Dataset records:

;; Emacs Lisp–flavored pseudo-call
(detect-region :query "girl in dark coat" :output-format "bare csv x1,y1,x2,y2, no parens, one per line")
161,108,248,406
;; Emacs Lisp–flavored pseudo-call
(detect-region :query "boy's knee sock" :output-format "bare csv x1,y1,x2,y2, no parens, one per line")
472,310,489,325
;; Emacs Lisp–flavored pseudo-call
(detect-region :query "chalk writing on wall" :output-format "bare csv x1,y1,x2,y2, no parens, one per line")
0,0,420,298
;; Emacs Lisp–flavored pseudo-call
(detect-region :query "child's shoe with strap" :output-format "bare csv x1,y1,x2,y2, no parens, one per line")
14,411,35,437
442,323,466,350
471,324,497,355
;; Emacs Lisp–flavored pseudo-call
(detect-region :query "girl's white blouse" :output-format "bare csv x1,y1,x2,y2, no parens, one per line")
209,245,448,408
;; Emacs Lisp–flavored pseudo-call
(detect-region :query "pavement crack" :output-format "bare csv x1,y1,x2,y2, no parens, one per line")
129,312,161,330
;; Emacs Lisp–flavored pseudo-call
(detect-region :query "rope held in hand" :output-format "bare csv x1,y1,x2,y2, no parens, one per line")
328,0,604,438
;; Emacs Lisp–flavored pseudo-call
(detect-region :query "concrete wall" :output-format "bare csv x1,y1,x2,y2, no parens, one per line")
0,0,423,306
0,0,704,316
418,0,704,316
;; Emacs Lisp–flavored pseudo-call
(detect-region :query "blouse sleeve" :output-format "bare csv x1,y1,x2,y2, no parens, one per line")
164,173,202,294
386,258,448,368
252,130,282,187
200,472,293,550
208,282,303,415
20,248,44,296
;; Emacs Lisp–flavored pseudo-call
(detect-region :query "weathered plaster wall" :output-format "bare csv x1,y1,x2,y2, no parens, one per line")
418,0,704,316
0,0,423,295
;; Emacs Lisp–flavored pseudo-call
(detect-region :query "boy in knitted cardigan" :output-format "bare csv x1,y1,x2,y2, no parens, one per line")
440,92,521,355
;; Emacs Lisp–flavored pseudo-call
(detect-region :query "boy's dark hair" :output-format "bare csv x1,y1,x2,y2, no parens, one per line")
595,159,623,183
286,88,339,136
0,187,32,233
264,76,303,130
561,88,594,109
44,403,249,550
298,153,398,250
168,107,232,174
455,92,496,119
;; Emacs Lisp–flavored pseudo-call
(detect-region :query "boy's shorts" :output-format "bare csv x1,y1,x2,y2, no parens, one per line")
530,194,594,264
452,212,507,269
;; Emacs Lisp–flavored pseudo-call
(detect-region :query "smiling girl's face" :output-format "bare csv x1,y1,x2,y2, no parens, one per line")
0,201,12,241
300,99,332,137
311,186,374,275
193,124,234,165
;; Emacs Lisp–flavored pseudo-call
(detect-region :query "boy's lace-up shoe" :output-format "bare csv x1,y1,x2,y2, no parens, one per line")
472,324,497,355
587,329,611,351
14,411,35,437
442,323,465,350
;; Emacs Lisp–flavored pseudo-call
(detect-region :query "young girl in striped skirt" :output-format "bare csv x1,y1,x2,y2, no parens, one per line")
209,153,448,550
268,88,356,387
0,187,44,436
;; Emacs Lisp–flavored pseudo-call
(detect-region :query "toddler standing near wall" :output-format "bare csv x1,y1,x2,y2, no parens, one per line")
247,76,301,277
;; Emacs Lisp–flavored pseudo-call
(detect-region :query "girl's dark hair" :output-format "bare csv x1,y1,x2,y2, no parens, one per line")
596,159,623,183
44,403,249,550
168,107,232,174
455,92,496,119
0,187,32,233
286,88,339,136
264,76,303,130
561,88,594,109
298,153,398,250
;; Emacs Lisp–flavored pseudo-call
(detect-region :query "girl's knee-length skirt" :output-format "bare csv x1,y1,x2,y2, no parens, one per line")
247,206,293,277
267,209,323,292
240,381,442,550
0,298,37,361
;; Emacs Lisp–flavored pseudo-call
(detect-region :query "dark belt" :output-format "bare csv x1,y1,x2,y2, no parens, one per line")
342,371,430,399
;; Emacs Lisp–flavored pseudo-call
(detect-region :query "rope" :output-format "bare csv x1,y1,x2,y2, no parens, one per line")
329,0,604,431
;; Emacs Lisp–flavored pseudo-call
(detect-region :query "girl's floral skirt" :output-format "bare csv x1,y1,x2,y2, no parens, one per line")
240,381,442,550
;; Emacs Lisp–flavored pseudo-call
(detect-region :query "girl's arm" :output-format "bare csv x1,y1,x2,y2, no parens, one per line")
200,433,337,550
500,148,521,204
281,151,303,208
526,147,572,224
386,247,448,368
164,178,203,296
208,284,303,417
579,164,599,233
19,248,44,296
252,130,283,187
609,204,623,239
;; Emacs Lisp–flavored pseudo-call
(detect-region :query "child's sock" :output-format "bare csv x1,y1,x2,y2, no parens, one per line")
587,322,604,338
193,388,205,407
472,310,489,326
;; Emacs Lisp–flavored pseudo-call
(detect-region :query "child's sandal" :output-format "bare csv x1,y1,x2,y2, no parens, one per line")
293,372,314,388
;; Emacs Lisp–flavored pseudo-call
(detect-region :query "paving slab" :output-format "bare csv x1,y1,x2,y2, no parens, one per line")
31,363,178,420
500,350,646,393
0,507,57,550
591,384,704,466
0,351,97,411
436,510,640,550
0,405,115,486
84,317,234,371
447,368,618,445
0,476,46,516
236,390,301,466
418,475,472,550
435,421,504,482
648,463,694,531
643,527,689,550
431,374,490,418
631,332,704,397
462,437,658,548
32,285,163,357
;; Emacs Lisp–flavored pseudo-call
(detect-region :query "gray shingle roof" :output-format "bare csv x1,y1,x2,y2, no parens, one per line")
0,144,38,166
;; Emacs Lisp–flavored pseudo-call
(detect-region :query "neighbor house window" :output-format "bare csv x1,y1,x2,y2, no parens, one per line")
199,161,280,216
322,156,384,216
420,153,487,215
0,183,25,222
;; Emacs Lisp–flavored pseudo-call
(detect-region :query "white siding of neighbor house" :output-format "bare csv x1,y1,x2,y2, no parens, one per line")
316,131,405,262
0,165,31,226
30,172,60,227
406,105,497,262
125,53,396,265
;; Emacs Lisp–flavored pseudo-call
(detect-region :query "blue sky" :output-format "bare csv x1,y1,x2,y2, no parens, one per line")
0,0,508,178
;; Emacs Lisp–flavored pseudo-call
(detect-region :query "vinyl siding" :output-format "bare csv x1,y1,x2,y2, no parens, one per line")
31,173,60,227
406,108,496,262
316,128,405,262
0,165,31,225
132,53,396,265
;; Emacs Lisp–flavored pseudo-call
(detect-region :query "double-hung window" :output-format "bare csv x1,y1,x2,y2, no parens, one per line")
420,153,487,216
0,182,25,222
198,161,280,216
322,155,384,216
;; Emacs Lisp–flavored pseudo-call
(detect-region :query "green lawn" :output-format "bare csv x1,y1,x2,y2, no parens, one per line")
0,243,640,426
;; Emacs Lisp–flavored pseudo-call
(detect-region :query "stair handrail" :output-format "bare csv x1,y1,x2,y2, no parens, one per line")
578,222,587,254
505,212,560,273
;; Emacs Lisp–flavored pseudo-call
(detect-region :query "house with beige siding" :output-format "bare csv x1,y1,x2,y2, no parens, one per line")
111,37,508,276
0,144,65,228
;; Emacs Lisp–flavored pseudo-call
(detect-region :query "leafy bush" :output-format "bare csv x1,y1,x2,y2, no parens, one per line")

▶ [PROBLEM DETAILS]:
Identify each line in the entries above that contains the string "hair", and copy those lines.

▶ [TASK ANSWER]:
(detect-region :query "boy's dark hair" :output-format "bare csv x1,y1,x2,y2, no parens, one per line")
(detect-region :query "girl's dark hair" :output-format "bare csv x1,y1,x2,y2, no parens, one per line")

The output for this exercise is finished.